[Data records]
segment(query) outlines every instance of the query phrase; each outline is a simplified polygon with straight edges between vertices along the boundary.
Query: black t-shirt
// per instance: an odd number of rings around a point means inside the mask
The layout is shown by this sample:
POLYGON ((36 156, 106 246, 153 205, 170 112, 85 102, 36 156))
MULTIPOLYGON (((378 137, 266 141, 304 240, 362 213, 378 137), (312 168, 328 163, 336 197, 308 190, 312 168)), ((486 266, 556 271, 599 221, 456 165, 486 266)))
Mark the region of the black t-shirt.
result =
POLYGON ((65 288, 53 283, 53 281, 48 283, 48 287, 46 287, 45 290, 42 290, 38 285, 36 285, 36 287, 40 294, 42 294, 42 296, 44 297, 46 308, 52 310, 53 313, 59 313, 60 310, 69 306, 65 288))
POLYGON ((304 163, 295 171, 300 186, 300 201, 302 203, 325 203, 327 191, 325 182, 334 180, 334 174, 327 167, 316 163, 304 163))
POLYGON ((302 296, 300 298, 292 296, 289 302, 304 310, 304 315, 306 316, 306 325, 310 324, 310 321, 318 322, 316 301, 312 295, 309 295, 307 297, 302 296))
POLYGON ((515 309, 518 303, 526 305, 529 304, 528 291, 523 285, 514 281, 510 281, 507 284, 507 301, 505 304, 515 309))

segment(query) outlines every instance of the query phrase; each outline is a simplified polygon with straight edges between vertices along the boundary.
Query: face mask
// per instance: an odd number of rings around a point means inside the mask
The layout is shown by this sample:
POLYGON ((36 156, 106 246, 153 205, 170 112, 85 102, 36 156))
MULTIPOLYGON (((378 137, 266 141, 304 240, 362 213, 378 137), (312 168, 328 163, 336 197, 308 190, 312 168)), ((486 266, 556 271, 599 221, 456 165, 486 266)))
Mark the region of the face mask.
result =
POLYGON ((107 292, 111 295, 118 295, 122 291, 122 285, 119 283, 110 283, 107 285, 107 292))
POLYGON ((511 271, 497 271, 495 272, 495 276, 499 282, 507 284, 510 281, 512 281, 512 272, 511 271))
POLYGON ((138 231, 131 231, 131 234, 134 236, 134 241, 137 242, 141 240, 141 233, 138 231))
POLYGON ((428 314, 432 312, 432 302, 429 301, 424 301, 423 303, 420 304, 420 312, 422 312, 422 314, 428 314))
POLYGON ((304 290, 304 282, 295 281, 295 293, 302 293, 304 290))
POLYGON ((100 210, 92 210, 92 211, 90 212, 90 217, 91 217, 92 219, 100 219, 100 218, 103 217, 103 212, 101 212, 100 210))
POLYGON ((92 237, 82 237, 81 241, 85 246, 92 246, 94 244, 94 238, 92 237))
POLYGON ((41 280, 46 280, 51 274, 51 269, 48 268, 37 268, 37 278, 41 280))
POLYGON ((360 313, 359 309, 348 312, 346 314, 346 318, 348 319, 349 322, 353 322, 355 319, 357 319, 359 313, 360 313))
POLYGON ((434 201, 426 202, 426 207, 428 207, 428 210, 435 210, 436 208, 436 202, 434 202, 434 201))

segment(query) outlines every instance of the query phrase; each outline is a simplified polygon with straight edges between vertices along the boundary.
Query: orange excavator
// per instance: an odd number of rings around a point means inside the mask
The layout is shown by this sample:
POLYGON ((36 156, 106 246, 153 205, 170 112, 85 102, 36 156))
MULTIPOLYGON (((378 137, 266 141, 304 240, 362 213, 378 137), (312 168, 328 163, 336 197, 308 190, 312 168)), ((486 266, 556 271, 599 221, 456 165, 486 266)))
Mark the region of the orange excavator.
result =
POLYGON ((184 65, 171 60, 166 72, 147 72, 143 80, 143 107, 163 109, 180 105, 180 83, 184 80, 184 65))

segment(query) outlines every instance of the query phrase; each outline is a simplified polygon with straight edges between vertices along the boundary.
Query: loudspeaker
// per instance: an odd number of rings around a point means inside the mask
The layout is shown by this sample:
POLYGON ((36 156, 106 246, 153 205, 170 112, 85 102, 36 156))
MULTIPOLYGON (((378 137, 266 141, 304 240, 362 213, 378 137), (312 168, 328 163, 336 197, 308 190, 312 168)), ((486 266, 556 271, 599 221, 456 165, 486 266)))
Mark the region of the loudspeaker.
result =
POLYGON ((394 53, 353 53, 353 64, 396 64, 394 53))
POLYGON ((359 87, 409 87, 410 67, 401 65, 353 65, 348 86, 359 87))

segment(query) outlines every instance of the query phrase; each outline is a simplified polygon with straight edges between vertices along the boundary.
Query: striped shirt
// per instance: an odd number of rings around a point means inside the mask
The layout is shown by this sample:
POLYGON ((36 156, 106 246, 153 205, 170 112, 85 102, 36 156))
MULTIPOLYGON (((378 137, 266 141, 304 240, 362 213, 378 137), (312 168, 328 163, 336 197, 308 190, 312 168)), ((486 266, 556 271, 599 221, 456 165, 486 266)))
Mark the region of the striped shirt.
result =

= WHAT THE TASK ASKS =
Print every record above exactly as written.

= THE ANSWER =
segment(query) outlines every instance of the query phrase; each outline is a simplified polygon with straight edges between vertices along the boundary.
Query: black t-shirt
// per instance: an odd number of rings around a point means inside the mask
The layout is shown by this sample:
POLYGON ((36 156, 106 246, 153 205, 170 112, 85 102, 36 156))
MULTIPOLYGON (((378 137, 266 141, 304 240, 362 213, 378 137), (312 168, 328 163, 336 197, 308 190, 312 168)), ((486 266, 556 271, 599 221, 456 165, 486 266)))
Mark the region of the black t-shirt.
result =
POLYGON ((65 288, 53 283, 53 281, 48 283, 48 287, 46 287, 45 290, 42 290, 38 285, 36 285, 36 287, 40 294, 42 294, 42 296, 44 297, 46 308, 52 310, 53 313, 59 313, 60 310, 69 306, 65 288))
POLYGON ((304 163, 295 171, 300 186, 300 201, 302 203, 325 203, 327 191, 325 182, 334 180, 334 174, 327 167, 316 163, 304 163))
POLYGON ((302 296, 300 298, 292 296, 289 302, 304 310, 304 315, 306 316, 306 325, 310 324, 310 321, 318 322, 316 301, 312 295, 309 295, 307 297, 302 296))
POLYGON ((515 309, 518 303, 526 305, 529 304, 528 291, 523 285, 514 281, 510 281, 507 284, 507 301, 505 304, 515 309))

segment(query) outlines every instance of the query phrase; each outline is a simplified polygon with straight edges between vertices along the boundary.
Query: face mask
// per instance: an odd number of rings around a point means inside the mask
The layout is shown by this sample:
POLYGON ((36 156, 106 246, 153 205, 170 112, 85 102, 36 156))
MULTIPOLYGON (((378 137, 266 141, 304 240, 362 213, 378 137), (312 168, 328 163, 336 197, 308 190, 312 168)), ((486 266, 556 271, 599 221, 456 165, 486 266)))
Mark the region of the face mask.
result =
POLYGON ((107 292, 111 295, 118 295, 122 291, 122 285, 119 283, 110 283, 107 285, 107 292))
POLYGON ((511 271, 497 271, 495 272, 495 276, 499 282, 507 284, 510 281, 512 281, 512 272, 511 271))
POLYGON ((138 231, 131 231, 131 234, 134 236, 134 241, 137 242, 141 240, 141 233, 138 231))
POLYGON ((428 314, 432 312, 432 302, 429 301, 424 301, 423 303, 420 304, 420 312, 422 312, 422 314, 428 314))
POLYGON ((304 290, 304 282, 295 281, 295 293, 302 293, 304 290))
POLYGON ((100 210, 92 210, 92 211, 90 212, 90 217, 91 217, 92 219, 100 219, 100 218, 103 217, 103 212, 101 212, 100 210))
POLYGON ((92 237, 82 237, 81 241, 85 246, 92 246, 94 244, 94 238, 92 237))
POLYGON ((41 280, 46 280, 51 274, 51 269, 48 268, 37 268, 37 278, 41 280))
POLYGON ((360 313, 359 309, 348 312, 346 314, 346 318, 348 319, 349 322, 353 322, 355 319, 357 319, 359 313, 360 313))
POLYGON ((434 201, 426 202, 426 207, 428 207, 428 210, 435 210, 436 208, 436 202, 434 202, 434 201))

segment(query) outlines every instance of the query phrase; each outline is a simplified polygon with straight edges between vertices along the boundary.
Query: orange excavator
// per instance: an odd number of rings around a point means inside the mask
The layout is shown by this sample:
POLYGON ((36 156, 106 246, 153 205, 170 112, 85 102, 36 156))
MULTIPOLYGON (((378 137, 266 141, 304 240, 362 213, 378 137), (312 168, 328 163, 336 197, 308 190, 312 168)), ((486 266, 556 271, 599 221, 456 165, 486 266)))
Mark the region of the orange excavator.
result =
POLYGON ((184 65, 171 60, 166 72, 147 72, 143 80, 143 107, 163 109, 180 105, 180 83, 184 80, 184 65))

segment(query) outlines every instance of the query phrase; each outline is a simplified polygon with straight edges between vertices along the boundary.
Query: loudspeaker
// per instance: an odd number of rings around a point means inside the mask
The layout is shown by this sample:
POLYGON ((36 156, 106 246, 153 205, 170 112, 85 102, 36 156))
MULTIPOLYGON (((378 137, 266 141, 304 240, 362 213, 378 137), (312 168, 328 163, 336 197, 308 190, 312 168)), ((486 266, 556 271, 599 221, 456 165, 486 266)))
Mark the region of the loudspeaker.
result =
POLYGON ((394 53, 353 53, 353 64, 396 64, 394 53))
POLYGON ((359 87, 409 87, 410 67, 401 65, 353 65, 348 86, 359 87))

segment(query) outlines every instance of the query phrase; each outline is a simplified polygon with straight edges between vertices along the boundary.
Query: striped shirt
// per instance: an odd number of rings around a point means inside the mask
The layout is shown by this sample:
POLYGON ((36 156, 106 246, 153 205, 170 112, 85 102, 36 156))
MULTIPOLYGON (((378 137, 266 141, 304 240, 362 213, 378 137), (312 168, 328 163, 336 197, 308 190, 312 168)), ((486 266, 556 271, 599 221, 456 165, 486 266)))
Mark the region of the striped shirt.
result =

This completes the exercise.